> _Set task_: Reproduce, unchanged, the stretch of lines from the one containing "- **Target object**: cluster of buds" through the one containing "[299,194,319,219]".

> _Data for this task_:
** start **

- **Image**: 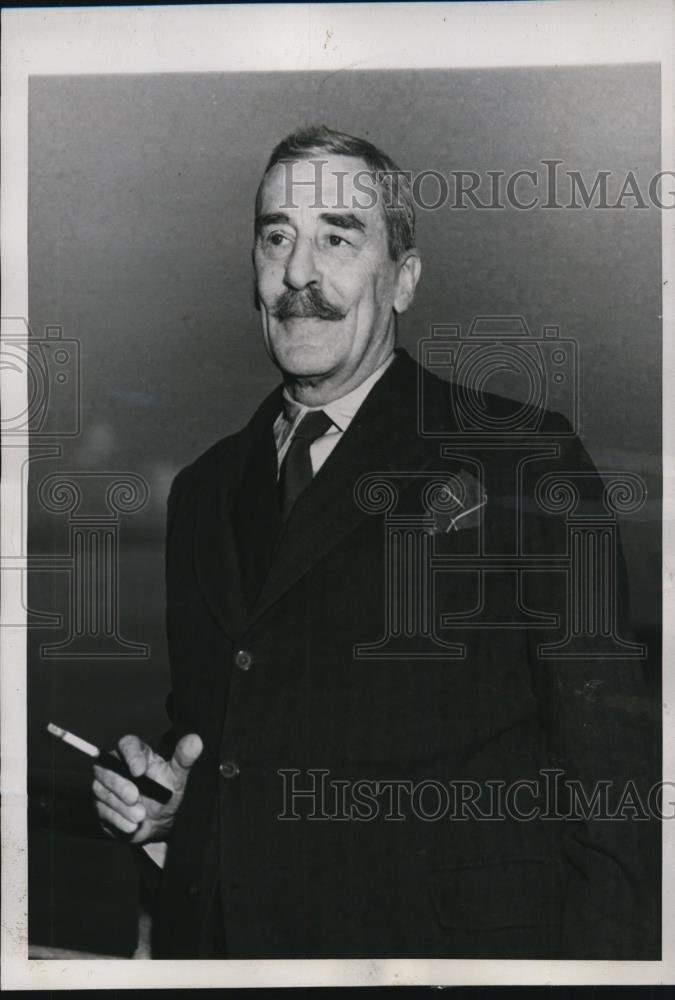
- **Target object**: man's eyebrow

** end **
** start **

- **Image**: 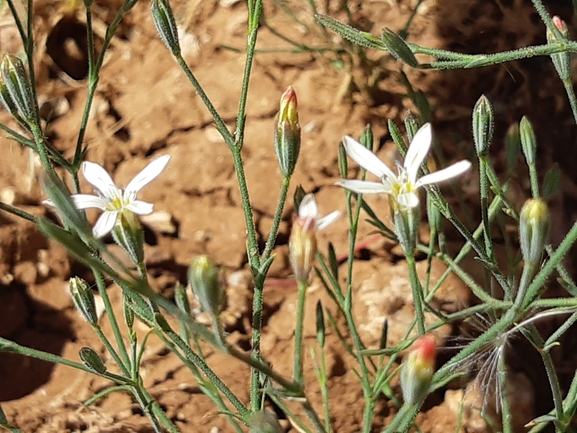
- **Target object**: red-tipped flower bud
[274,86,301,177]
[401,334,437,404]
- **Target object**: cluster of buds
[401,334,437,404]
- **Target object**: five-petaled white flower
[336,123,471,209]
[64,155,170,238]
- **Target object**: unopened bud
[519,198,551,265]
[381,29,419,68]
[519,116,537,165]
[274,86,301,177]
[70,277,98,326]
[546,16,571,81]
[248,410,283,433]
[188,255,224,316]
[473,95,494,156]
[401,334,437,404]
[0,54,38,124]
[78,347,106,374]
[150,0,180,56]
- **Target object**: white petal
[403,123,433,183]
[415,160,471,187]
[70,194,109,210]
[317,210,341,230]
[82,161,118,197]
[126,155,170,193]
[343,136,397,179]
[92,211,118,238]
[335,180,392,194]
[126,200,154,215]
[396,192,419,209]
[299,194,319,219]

** end **
** start **

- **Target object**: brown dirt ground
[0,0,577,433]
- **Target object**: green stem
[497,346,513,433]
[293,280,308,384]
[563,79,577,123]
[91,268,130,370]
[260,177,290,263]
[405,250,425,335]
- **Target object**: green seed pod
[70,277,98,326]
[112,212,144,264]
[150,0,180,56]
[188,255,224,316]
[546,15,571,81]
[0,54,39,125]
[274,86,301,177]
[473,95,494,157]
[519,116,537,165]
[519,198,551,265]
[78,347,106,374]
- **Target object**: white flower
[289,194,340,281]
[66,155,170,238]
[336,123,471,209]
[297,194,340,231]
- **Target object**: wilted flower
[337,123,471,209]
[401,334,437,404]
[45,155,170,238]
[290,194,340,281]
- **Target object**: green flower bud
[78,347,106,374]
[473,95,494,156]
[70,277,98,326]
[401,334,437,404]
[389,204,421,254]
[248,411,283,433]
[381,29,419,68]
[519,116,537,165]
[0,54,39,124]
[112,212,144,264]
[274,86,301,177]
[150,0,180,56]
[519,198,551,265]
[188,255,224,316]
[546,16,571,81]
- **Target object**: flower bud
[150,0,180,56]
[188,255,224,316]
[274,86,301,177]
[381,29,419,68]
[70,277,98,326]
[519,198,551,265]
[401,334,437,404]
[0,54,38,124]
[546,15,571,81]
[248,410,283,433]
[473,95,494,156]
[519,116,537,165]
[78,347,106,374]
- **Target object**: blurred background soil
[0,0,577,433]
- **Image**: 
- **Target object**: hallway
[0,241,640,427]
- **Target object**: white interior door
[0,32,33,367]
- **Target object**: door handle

** end **

> _Result of this exercise_:
- **Target object**: cluster of buds
[401,334,437,404]
- **Target object**: five-petaled white flower
[336,123,471,209]
[64,155,170,238]
- **Target object**: unopened bud
[519,198,551,265]
[381,29,419,68]
[519,116,537,165]
[274,86,301,177]
[70,277,98,326]
[546,16,571,81]
[248,410,283,433]
[188,255,224,316]
[473,95,494,156]
[401,334,437,404]
[0,54,38,124]
[78,347,106,374]
[150,0,180,56]
- **Target object**: white petal
[403,123,433,183]
[415,160,471,187]
[70,194,109,210]
[317,210,341,230]
[82,161,118,197]
[126,155,170,193]
[343,136,397,179]
[92,211,118,238]
[335,180,392,194]
[126,200,154,215]
[396,192,419,209]
[299,194,319,219]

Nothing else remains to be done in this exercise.